> [Your assignment]: Write the data below out in full, exactly as it stands.

> [Dataset entries]:

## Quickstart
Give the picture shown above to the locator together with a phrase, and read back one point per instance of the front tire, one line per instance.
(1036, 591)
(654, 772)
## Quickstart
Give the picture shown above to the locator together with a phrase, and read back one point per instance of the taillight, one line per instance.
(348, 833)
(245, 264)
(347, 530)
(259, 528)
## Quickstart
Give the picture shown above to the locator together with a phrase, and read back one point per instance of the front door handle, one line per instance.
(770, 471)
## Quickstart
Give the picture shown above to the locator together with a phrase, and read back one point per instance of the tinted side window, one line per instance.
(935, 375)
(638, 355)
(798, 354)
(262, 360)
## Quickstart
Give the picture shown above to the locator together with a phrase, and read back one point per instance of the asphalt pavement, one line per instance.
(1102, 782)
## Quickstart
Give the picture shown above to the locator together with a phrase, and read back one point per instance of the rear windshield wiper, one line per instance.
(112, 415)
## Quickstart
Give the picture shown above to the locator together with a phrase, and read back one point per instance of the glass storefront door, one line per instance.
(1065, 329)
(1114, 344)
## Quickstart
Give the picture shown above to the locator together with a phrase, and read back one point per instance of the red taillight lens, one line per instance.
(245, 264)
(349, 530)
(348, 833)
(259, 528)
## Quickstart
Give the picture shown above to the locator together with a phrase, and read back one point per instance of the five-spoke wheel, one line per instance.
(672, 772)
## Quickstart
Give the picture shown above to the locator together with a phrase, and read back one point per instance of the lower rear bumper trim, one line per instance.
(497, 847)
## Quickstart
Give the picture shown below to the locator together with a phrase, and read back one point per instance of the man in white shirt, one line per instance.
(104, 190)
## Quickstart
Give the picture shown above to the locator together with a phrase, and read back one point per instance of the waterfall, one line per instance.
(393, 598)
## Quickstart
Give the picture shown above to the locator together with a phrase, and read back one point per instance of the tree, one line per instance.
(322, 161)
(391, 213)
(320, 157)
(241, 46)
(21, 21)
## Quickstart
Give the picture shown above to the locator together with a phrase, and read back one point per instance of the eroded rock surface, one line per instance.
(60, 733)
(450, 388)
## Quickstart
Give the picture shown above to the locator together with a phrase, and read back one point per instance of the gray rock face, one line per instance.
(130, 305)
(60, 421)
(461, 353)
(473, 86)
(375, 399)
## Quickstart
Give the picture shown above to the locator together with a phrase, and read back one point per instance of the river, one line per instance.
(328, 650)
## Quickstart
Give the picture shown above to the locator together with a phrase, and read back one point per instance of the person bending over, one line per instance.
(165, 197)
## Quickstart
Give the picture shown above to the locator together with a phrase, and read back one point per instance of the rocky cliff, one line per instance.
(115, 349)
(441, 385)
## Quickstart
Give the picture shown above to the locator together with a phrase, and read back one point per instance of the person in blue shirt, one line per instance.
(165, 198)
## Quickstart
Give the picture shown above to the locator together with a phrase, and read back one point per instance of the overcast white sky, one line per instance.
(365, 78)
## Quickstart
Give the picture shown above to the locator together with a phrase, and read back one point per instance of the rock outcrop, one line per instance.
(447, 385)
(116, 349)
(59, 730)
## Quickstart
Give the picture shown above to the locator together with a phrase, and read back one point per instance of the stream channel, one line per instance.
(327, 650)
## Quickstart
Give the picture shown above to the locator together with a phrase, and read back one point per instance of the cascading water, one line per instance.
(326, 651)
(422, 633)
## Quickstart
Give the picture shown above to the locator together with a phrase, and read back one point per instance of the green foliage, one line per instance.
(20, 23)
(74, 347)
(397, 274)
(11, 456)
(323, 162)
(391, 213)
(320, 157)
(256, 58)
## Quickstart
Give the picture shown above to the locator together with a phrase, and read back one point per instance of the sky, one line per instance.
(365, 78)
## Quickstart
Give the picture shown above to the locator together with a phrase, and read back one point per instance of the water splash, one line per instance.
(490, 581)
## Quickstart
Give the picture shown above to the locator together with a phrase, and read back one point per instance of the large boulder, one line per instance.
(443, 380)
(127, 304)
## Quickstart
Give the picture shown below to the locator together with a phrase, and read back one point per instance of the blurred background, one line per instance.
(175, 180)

> [Reply to the task]:
## Quickstart
Give the picture shown above to the locator together with a phrase, and read back one point per instance of the front tire, one line per instance.
(1036, 591)
(654, 772)
## Quickstart
Give the picture shown above to the locator together with a phrase, and read back one point per instance of the taillight, one line per instance.
(348, 833)
(245, 264)
(347, 530)
(259, 528)
## Quickstart
Give the picture shown above to the locator together with a phrase, and read back one point per instance of the front door handle, one line per instance.
(770, 471)
## Quickstart
Give the picture shown above to the locator together with a phrase, and read back one point per instance of the tinted side window, one line per instance.
(935, 375)
(638, 355)
(798, 354)
(262, 360)
## Quickstart
Give the picture shown above to the locator together with a phrase, and read back one point per instance of the asphalt pavement, one line per instance.
(1102, 782)
## Quickstart
Give the picture shown above to the locator together with a phrase, and read back one point per instance of the rear windshield wiper, one line per instance.
(112, 415)
## Quickstart
Give the picture shown above to the locator together with a phrase, and read back one point per instance of the glass storefront door, one line per instance.
(1065, 329)
(1114, 344)
## Quickstart
Give the picture shown above to the locator together with a phrase, and read back one point per instance of the red taillight lens, one line per instance.
(245, 264)
(349, 530)
(348, 833)
(259, 528)
## Quickstart
Give the picture shown above to the locator together with a phrase, and read back one point per instance of the five-spoke wheel, one line per instance.
(672, 772)
## Quickstart
Give the picture shown above to the locator together with a phrase, and read back one point per instance of the lower rear bumper trim, one line per instance.
(497, 847)
## Quickstart
Give the picture shown below to the locator together with a phrase, and read back one point per instance of the man in white shirt, one line per instance.
(104, 190)
## Quickstart
Give the picture shown above to the locator together with a phrase, and read back one point per instance of the waterfall, one line per instance.
(393, 598)
## Quickstart
Give the picture shown above to the locator together with a phrase, and read back one point per instance of the tree, one line per instance.
(322, 161)
(391, 213)
(320, 157)
(241, 46)
(21, 21)
## Quickstart
Give the picture shown above to the locator together with a phrase, and read back one point per instance of the eroded rock surface, one line per instance.
(60, 733)
(450, 388)
## Quickstart
Give the picture shown above to the locator together with a phrase, and read back one point per instance of the gray rock face, one line per instance.
(130, 305)
(60, 421)
(461, 353)
(473, 86)
(375, 399)
## Quickstart
Give the picture shown above to the locator together with a phrase, and read back one point per instance of the river, one line per instance.
(328, 650)
## Quickstart
Give the picture shown above to the locator together with a phrase, and read back one point per instance of the person bending over, one line per instance.
(165, 197)
## Quickstart
Give the picture shown above to the locator together with a phrase, and read back one point per instance of the rocky cliff, one line per instance.
(115, 349)
(441, 385)
## Quickstart
Give the picture shown above to the locator together with a phrase, and read back one point per instance of the person in blue shirt, one line per instance.
(165, 198)
## Quickstart
Give the picture shown above to the locator together with a phrase, and read back one point per instance of the overcast white sky, one line per instance.
(365, 78)
## Quickstart
Give the picture shown above to the locator together with a phrase, and read back one point per instance of the rock outcrop, one line per instance.
(447, 385)
(116, 349)
(59, 730)
## Quickstart
Give the picture shown above to the locator together with a phrase, and read back one point per instance of the stream channel, one line per instance.
(327, 650)
## Quickstart
Give the picture shown above to the locator together with a phrase, and read back one point per instance of the cascading water, one line per instance.
(326, 651)
(422, 633)
## Quickstart
Give the picture shown above to the locator together with a phrase, and read back one point per instance of the green foliage, one line per instance.
(20, 23)
(74, 347)
(397, 274)
(11, 456)
(323, 162)
(391, 213)
(320, 157)
(256, 58)
## Quickstart
Give the picture shown above to the locator together with a phrase, and read back one point per instance of the sky, one line per instance.
(365, 78)
## Quickstart
Give the picture shown above to the locator together with a phrase, and read back one point per instance of the water splash, one line per instance.
(490, 581)
## Quickstart
Give the picture shown above to the locator together with a phrase, and read back one point per instance of the large boulder, one line per instance.
(443, 380)
(127, 304)
## Quickstart
Give the picture shown below to the locator together with a phrase, and read back one point per instance of the blurred background, one line per instance.
(175, 180)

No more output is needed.